WORK ORDER: Repeat verbatim the lines of the data below, beginning with the line containing "Need: drop a pin on every instance of the man's ear" and continuing to the end.
*** PROVIDED RECORDS ***
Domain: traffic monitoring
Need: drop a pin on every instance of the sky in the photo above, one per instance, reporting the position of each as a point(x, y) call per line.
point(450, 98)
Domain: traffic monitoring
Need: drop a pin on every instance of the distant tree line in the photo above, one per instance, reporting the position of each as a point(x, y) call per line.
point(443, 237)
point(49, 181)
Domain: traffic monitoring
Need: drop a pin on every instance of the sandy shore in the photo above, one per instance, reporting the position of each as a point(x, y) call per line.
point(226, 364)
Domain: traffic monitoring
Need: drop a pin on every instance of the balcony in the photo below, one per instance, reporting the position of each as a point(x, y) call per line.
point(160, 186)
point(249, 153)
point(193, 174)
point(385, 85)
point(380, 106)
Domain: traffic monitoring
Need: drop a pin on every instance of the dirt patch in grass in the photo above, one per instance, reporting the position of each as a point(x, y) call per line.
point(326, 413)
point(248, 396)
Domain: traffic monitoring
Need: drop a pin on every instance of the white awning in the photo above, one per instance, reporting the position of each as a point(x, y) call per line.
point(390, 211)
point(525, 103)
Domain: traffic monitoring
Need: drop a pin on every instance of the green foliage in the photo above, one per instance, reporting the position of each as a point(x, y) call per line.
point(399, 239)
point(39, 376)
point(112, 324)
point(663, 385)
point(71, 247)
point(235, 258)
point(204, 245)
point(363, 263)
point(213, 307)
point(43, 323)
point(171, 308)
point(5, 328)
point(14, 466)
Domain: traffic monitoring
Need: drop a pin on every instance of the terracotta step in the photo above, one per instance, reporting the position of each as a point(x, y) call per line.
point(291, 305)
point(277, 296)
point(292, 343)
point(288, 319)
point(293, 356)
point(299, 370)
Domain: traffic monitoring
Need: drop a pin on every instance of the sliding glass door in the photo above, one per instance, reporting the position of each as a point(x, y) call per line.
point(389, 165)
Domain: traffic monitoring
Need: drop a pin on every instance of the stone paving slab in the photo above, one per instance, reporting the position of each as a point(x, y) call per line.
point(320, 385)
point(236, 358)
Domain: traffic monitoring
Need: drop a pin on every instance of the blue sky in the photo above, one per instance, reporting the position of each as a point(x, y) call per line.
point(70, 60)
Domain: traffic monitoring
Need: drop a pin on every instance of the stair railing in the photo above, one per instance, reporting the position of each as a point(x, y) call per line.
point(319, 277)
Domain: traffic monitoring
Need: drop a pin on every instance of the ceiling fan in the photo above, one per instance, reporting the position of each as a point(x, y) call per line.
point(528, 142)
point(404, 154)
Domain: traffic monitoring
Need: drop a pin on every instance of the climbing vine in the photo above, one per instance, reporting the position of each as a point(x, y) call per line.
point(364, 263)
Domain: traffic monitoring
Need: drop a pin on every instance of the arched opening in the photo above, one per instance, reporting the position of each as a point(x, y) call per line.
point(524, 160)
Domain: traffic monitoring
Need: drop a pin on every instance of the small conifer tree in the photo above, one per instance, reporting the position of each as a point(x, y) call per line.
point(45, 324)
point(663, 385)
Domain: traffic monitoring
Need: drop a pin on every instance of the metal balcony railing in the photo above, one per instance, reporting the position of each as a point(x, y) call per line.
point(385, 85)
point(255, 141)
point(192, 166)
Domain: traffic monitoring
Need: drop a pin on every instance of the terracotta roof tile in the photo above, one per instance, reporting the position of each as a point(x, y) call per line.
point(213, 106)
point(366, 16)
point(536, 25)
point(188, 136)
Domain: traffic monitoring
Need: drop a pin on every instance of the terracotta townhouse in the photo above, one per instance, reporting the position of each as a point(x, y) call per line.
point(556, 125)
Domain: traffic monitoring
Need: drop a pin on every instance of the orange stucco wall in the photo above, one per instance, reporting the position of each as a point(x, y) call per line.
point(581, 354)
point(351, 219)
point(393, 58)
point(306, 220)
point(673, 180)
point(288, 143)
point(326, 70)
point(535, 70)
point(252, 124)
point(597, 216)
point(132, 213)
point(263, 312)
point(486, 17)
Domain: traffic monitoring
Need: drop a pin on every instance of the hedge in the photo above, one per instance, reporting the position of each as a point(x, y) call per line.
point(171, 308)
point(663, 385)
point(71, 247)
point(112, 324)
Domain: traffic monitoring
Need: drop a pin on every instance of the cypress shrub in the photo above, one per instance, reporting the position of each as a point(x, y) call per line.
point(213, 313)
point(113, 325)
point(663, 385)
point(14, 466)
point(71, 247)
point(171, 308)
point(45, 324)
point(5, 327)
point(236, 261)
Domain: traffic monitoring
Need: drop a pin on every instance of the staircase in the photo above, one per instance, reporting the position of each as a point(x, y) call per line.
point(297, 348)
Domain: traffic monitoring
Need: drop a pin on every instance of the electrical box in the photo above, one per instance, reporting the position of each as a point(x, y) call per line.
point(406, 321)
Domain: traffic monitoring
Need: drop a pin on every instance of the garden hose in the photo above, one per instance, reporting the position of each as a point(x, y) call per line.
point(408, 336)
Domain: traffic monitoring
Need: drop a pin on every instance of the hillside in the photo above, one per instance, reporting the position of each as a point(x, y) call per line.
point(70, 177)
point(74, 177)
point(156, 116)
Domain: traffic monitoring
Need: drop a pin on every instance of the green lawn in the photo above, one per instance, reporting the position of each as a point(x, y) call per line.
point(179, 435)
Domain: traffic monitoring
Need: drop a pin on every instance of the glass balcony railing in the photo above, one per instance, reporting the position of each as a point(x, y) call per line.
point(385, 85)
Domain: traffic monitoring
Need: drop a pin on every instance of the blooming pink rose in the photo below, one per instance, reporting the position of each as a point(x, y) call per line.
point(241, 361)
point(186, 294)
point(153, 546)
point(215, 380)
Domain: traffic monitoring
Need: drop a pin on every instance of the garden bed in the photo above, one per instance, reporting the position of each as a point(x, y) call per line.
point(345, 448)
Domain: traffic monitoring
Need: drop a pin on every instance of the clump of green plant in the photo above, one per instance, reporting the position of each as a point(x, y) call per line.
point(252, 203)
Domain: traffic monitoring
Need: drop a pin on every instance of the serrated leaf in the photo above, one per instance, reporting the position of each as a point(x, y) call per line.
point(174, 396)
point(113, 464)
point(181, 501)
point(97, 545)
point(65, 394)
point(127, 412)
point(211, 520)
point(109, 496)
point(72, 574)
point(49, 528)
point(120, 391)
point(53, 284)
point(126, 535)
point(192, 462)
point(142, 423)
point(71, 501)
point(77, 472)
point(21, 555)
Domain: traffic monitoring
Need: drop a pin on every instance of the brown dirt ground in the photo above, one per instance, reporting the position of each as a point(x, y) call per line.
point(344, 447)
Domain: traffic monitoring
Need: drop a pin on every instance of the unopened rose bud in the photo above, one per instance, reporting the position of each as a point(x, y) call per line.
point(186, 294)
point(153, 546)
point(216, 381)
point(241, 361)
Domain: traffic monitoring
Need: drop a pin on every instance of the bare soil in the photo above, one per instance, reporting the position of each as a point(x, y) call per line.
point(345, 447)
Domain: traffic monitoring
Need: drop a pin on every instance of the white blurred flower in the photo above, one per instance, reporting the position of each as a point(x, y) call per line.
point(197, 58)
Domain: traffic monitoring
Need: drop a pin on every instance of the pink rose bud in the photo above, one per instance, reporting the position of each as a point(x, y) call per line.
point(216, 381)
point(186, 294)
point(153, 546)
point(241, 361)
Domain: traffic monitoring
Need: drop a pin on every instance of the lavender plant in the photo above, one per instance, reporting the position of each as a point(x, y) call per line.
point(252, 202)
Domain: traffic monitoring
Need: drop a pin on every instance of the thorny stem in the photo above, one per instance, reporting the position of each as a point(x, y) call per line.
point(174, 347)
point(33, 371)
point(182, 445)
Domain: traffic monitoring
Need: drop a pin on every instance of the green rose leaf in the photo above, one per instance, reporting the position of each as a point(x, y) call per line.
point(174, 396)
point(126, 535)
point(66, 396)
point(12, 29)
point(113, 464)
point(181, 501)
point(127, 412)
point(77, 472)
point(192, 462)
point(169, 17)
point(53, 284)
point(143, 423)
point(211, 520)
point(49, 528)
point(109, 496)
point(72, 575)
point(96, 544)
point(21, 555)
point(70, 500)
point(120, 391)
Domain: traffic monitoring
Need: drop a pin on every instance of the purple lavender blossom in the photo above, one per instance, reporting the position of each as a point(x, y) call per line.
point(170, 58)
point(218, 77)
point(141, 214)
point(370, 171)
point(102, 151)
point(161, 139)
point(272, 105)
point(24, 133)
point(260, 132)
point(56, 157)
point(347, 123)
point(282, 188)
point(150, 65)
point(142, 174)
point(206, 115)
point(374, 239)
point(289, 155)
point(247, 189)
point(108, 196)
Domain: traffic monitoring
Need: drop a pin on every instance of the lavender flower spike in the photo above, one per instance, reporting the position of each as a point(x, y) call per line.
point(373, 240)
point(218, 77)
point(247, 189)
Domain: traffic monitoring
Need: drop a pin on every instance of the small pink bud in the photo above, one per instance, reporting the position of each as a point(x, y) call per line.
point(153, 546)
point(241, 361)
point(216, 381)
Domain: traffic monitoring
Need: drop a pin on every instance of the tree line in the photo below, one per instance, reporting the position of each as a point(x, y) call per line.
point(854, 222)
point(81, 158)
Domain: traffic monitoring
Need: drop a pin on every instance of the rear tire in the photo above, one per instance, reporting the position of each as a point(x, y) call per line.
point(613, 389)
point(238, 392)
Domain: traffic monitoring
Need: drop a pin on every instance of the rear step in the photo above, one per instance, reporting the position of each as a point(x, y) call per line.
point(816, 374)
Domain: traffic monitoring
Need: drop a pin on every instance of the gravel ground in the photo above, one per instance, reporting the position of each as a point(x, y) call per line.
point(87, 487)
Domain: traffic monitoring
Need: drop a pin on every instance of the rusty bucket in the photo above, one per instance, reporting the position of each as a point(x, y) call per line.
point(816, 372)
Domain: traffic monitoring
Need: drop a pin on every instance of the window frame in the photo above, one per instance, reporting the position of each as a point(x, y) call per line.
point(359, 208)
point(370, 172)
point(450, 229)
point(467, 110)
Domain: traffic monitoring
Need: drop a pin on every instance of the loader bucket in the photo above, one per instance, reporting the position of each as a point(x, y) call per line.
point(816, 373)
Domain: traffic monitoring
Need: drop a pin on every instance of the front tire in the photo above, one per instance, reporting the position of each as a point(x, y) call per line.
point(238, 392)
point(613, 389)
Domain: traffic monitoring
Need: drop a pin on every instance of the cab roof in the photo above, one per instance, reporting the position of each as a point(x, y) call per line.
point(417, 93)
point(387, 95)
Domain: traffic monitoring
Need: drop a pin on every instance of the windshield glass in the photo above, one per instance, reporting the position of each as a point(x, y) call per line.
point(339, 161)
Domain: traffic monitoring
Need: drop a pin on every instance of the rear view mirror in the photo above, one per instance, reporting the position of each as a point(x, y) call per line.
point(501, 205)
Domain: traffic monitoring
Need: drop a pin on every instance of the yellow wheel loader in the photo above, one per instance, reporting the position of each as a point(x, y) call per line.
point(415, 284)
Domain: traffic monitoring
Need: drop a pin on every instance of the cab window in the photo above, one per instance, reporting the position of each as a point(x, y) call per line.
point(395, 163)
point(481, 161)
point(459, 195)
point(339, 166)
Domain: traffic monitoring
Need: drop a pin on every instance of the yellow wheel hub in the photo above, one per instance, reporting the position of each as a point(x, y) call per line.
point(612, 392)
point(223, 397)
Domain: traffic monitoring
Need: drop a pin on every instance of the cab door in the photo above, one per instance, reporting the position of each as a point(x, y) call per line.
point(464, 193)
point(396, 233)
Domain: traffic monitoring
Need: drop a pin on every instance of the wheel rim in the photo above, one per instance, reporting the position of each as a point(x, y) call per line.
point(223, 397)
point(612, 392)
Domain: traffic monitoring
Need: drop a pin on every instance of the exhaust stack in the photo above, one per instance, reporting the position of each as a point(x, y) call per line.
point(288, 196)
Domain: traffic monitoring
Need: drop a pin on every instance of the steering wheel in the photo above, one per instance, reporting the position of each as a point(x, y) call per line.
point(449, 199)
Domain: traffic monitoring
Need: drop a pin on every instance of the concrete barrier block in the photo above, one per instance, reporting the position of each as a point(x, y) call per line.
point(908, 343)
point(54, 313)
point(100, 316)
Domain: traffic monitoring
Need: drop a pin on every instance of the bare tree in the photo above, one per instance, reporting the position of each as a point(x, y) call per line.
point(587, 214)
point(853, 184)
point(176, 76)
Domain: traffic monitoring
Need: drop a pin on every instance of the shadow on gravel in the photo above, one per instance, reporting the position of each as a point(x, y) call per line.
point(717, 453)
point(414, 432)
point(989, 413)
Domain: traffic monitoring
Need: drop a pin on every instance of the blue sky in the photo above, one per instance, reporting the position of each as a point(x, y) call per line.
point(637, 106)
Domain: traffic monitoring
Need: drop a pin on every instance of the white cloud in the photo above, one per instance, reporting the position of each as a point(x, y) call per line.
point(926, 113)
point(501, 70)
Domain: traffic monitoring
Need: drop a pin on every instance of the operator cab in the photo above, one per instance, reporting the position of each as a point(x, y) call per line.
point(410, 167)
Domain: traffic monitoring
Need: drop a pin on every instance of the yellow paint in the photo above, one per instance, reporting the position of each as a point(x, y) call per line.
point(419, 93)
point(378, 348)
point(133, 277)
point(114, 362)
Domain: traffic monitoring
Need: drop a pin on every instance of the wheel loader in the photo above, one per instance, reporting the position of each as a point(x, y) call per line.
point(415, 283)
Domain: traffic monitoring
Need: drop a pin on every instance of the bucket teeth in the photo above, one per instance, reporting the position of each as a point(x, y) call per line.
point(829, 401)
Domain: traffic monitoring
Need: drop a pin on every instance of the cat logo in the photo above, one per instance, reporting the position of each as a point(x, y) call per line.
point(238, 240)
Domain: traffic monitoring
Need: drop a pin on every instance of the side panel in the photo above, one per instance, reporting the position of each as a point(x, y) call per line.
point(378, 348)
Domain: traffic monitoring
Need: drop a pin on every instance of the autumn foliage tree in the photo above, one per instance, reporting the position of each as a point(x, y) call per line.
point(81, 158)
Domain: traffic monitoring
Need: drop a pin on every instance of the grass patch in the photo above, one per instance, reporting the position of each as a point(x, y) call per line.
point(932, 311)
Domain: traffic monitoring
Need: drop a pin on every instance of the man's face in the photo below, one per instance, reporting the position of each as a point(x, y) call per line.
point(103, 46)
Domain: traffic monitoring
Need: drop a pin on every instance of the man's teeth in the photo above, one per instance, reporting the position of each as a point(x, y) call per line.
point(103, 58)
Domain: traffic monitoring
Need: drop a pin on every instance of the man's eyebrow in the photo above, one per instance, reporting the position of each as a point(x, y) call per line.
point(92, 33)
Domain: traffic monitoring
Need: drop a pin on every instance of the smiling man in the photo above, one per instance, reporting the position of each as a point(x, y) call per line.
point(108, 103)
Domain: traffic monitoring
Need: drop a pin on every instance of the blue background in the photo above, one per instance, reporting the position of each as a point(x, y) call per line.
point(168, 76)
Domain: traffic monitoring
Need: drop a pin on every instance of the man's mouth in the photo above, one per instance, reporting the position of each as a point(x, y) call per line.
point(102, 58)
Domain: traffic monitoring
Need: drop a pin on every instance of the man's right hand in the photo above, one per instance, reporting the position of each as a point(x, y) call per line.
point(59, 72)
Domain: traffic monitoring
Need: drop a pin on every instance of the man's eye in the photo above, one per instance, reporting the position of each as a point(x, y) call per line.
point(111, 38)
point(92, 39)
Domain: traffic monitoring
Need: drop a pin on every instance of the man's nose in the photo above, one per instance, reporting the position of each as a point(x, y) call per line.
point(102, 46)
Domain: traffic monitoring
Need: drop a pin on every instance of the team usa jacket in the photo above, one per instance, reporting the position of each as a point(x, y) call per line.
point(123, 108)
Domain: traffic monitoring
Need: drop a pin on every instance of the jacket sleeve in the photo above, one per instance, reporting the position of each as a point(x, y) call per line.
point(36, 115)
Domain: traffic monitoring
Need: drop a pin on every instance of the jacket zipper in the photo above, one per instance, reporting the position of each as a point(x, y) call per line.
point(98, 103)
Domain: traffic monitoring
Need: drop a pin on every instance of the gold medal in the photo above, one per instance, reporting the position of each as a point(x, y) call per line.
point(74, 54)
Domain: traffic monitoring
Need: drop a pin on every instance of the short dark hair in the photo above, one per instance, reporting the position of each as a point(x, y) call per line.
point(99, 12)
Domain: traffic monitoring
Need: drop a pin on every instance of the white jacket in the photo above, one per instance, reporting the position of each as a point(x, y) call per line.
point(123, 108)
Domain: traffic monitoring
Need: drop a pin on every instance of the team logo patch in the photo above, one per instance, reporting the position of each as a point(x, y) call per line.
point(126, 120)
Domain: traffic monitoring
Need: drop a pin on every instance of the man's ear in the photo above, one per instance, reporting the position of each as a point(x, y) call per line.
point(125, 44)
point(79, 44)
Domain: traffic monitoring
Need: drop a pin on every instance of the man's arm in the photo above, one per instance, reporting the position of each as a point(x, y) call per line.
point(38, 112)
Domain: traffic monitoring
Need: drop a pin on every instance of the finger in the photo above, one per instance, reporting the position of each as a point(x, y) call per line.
*** End of PROVIDED RECORDS ***
TASK OUTPUT:
Need: drop a pin on every instance of the man's ear in the photo above, one per instance, reporting the position of each as a point(x, y) call per line.
point(125, 44)
point(79, 44)
Domain: traffic monitoring
Need: drop a pin on every instance of the man's arm in the photo above, one per instance, reporting the position of each as a point(x, y) call per line.
point(38, 112)
Domain: traffic monitoring
Need: drop a pin on every instance of the finger in the photo above, one per instance, reporting the position of each as a point(x, y) call per line.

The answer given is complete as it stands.